DATA IN THIS EXERCISE:

—————

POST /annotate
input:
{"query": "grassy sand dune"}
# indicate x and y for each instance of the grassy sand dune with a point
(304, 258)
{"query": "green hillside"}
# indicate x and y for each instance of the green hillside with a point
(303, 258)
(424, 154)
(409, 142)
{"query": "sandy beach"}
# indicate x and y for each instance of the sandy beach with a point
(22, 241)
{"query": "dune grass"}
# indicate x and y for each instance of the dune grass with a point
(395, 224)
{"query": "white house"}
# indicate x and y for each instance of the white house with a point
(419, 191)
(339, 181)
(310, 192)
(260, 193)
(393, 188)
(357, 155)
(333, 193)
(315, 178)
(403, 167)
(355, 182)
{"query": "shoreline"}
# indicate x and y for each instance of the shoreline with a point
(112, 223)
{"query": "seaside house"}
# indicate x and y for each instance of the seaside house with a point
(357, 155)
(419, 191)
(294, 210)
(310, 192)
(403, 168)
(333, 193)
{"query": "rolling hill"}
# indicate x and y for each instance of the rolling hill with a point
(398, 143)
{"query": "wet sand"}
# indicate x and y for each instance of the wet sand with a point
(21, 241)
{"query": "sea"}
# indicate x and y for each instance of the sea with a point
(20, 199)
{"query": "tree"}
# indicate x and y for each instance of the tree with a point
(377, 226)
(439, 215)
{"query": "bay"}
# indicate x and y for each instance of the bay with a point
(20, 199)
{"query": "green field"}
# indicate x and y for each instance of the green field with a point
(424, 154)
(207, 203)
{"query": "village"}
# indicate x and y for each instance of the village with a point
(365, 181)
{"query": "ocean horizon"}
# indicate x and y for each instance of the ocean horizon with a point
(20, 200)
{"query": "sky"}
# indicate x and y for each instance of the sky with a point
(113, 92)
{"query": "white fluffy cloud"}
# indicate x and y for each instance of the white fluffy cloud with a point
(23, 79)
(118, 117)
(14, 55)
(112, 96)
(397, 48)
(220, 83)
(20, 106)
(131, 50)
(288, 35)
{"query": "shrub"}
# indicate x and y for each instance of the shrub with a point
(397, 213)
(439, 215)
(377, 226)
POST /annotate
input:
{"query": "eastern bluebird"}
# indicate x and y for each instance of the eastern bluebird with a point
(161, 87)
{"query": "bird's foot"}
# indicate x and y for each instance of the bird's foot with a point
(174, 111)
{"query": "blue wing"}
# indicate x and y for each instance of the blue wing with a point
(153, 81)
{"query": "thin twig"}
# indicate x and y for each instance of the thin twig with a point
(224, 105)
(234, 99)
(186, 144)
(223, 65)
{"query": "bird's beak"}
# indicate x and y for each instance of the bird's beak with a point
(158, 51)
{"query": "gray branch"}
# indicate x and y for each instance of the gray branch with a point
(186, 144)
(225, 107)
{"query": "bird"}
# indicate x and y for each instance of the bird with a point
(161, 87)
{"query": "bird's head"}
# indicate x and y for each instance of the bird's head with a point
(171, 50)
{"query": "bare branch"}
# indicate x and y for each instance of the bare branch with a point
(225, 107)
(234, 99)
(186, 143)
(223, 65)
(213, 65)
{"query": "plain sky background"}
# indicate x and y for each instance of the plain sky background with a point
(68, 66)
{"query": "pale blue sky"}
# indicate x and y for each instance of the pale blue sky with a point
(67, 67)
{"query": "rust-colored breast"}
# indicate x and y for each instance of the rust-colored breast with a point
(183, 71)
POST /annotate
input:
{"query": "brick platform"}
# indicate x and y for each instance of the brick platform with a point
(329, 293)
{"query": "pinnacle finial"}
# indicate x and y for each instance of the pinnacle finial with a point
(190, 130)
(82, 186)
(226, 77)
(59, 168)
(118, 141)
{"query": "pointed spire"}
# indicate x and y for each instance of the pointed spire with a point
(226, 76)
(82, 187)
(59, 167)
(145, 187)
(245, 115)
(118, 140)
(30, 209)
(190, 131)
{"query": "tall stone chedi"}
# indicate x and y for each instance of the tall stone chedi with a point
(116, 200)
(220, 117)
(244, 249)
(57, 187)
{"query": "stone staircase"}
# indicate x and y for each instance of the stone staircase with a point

—————

DESCRIPTION OF THE TASK:
Return all of the above records exactly, leaving no line out.

EXERCISE ANSWER:
POST /annotate
input:
{"query": "grassy sand dune"}
# indicate x and y for each instance of the grassy sand dune with a point
(304, 258)
{"query": "green hillside"}
# indicate x and y for each instance of the green hillside with a point
(303, 258)
(424, 154)
(409, 142)
{"query": "sandy beach"}
# indicate x and y for each instance of the sandy beach with a point
(22, 241)
{"query": "dune grass"}
# indicate x and y for each instance of the dune grass with a point
(395, 224)
{"query": "white house"}
# indicate x and y for each instance of the white house with a point
(419, 191)
(339, 181)
(310, 192)
(260, 193)
(393, 188)
(357, 155)
(333, 193)
(315, 178)
(403, 167)
(355, 182)
{"query": "shoreline"}
# indicate x and y for each instance of the shoreline with a point
(112, 223)
{"query": "seaside house"}
# indicate x and y for each instance of the seaside house with a point
(357, 155)
(419, 191)
(294, 210)
(310, 192)
(403, 168)
(333, 193)
{"query": "rolling hill"}
# indicate x and y for each instance of the rolling hill with a point
(398, 143)
{"query": "wet sand"}
# indicate x and y for each instance of the wet sand with a point
(21, 241)
{"query": "sea"}
# indicate x and y for each instance of the sea with a point
(20, 199)
{"query": "tree"}
# indicate x and y for each instance of the tree with a point
(377, 226)
(439, 215)
{"query": "bay"}
# indicate x and y for each instance of the bay with a point
(20, 199)
{"query": "green field"}
# indicate x and y for each instance of the green field with a point
(424, 154)
(207, 203)
{"query": "village"}
# indicate x and y for each instance of the village with a point
(365, 181)
{"query": "ocean horizon"}
# indicate x and y for each instance of the ocean horizon with a point
(20, 200)
{"query": "sky"}
# indicate x and y for each instance of the sky with a point
(113, 92)
{"query": "white fluffy cloud"}
# indicate x and y for each instance of the white fluffy cloud with a point
(23, 79)
(118, 117)
(14, 55)
(112, 96)
(397, 48)
(220, 83)
(20, 106)
(131, 50)
(288, 35)
{"query": "shrub"}
# indicate x and y for each instance of the shrub with a point
(397, 213)
(439, 215)
(377, 226)
POST /annotate
input:
{"query": "eastern bluebird"}
# indicate x and y for each instance of the eastern bluebird with a point
(161, 87)
{"query": "bird's foot"}
# indicate x and y for each instance of the bird's foot with a point
(174, 111)
{"query": "blue wing"}
# indicate x and y for each instance of the blue wing with a point
(153, 81)
{"query": "thin twig"}
# indicate x and y for each instance of the thin twig with a point
(224, 105)
(234, 99)
(186, 144)
(223, 65)
{"query": "bird's beak"}
# indicate x and y for each instance of the bird's beak with a point
(158, 51)
{"query": "gray branch"}
# indicate x and y for each instance of the gray branch with a point
(186, 144)
(225, 107)
{"query": "bird"}
# indicate x and y for each instance of the bird with a point
(161, 87)
{"query": "bird's head"}
# indicate x and y for each instance of the bird's head with a point
(171, 50)
{"query": "bare branch"}
# indicate x and y for each instance of the bare branch with a point
(225, 107)
(234, 99)
(186, 143)
(223, 65)
(213, 65)
{"query": "plain sky background"}
# indicate x and y for each instance of the plain sky background with a point
(68, 66)
{"query": "pale blue sky"}
# indicate x and y for each instance of the pale blue sky with a point
(67, 67)
{"query": "rust-colored breast"}
# indicate x and y for each instance of the rust-colored breast with a point
(183, 71)
POST /annotate
input:
{"query": "brick platform"}
# indicate x and y for each instance of the brick platform with a point
(329, 293)
{"query": "pinnacle finial"}
# indicate x and y for each instance of the pinnacle finial with a point
(190, 130)
(82, 186)
(226, 77)
(59, 168)
(118, 141)
{"query": "pointed spire"}
# indicate x and y for each instance of the pointed spire with a point
(226, 76)
(82, 187)
(59, 167)
(145, 187)
(245, 115)
(118, 140)
(30, 209)
(190, 131)
{"query": "tall stone chedi"}
# indicate x and y for each instance of the tall stone chedi with a point
(116, 200)
(220, 117)
(244, 249)
(57, 187)
{"query": "stone staircase"}
# indicate x and y for each instance of the stone staircase with a point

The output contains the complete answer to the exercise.